TASK BRIEF. Collect every line in the records below that contains the word "modern".
Start of LISTED ENTRIES
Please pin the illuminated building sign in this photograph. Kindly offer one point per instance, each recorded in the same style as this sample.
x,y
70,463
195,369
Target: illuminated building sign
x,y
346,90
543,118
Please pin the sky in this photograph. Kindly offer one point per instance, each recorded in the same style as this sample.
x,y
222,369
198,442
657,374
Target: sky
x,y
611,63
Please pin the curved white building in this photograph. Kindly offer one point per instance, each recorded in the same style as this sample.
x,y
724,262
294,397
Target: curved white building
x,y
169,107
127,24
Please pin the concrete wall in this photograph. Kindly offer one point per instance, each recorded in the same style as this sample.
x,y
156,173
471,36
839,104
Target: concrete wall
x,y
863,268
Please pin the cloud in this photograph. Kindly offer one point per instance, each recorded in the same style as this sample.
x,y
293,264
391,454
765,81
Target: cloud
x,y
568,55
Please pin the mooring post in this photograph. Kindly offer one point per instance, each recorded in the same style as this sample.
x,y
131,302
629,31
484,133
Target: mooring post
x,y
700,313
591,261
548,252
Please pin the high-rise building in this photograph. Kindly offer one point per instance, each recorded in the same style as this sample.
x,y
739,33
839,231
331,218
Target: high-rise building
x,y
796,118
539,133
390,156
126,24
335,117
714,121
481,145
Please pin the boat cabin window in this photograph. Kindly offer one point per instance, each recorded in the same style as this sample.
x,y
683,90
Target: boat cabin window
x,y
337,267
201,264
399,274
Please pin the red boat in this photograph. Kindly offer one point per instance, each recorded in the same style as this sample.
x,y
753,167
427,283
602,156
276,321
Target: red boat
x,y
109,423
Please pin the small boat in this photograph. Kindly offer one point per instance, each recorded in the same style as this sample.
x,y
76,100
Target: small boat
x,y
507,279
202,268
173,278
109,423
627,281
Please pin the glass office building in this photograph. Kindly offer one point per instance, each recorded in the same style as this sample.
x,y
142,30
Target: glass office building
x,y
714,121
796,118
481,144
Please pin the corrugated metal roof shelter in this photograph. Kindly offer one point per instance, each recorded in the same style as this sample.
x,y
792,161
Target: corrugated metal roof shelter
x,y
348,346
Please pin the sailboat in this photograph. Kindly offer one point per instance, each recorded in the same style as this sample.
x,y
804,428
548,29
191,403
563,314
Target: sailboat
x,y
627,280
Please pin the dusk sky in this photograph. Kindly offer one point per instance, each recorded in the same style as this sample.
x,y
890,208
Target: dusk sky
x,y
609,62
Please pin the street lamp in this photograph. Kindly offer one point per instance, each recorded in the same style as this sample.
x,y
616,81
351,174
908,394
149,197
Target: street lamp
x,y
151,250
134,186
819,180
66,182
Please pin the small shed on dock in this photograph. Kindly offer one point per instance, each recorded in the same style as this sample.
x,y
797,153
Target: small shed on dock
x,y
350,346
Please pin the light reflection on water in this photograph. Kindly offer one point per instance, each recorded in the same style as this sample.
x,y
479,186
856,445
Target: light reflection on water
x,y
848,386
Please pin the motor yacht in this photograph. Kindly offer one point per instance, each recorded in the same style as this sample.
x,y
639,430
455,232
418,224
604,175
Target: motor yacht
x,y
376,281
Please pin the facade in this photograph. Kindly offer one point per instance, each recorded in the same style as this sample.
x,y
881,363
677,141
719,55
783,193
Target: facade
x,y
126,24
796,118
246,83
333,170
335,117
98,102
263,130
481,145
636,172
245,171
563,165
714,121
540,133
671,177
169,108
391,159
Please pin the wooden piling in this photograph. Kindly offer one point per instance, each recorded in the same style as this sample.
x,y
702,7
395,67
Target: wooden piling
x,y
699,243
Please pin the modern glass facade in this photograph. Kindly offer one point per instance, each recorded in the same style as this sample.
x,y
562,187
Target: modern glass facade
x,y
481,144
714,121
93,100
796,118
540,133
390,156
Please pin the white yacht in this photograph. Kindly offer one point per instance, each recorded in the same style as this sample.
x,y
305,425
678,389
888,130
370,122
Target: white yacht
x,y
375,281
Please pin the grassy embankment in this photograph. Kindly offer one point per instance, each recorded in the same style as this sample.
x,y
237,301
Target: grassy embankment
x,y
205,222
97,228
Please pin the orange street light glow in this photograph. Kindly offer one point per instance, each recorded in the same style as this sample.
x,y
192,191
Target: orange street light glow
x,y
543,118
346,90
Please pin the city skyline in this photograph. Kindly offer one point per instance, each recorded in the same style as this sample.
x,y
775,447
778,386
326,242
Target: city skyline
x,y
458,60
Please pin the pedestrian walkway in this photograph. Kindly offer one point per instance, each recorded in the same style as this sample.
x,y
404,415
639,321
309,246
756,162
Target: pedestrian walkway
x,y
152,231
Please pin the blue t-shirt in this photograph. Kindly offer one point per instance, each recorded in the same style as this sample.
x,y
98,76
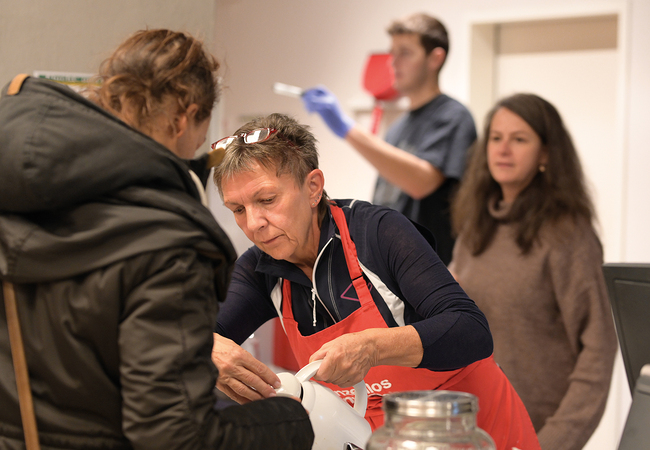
End of LISTED ENTRIES
RESULT BELOW.
Please pin the modern glass facade in this photograph. Kindly offer one point per instance, each recorded in the same style as this sample.
Target: modern glass facade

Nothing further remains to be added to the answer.